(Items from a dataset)
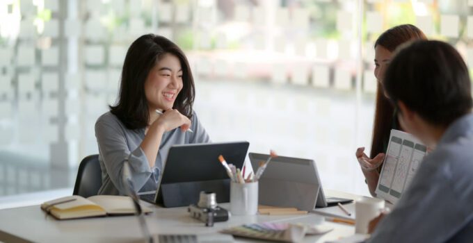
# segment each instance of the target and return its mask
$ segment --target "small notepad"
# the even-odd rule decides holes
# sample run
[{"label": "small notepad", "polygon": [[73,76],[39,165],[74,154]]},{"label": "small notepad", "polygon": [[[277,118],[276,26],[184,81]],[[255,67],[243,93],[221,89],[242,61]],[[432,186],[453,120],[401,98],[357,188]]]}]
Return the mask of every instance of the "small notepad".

# Work to do
Reproduce the lines of the items above word for word, leaving out the pictures.

# Solution to the problem
# segment each instance of the target and return its mask
$ segment --target "small notepad"
# the even-odd rule decides holes
# sample run
[{"label": "small notepad", "polygon": [[73,76],[39,165],[74,154]]},{"label": "small notepad", "polygon": [[[277,118],[276,26],[184,81]],[[255,67],[243,93],[221,89],[242,61]],[[432,186],[453,120],[401,98],[357,188]]]}]
Return the mask of every instance of the "small notepad".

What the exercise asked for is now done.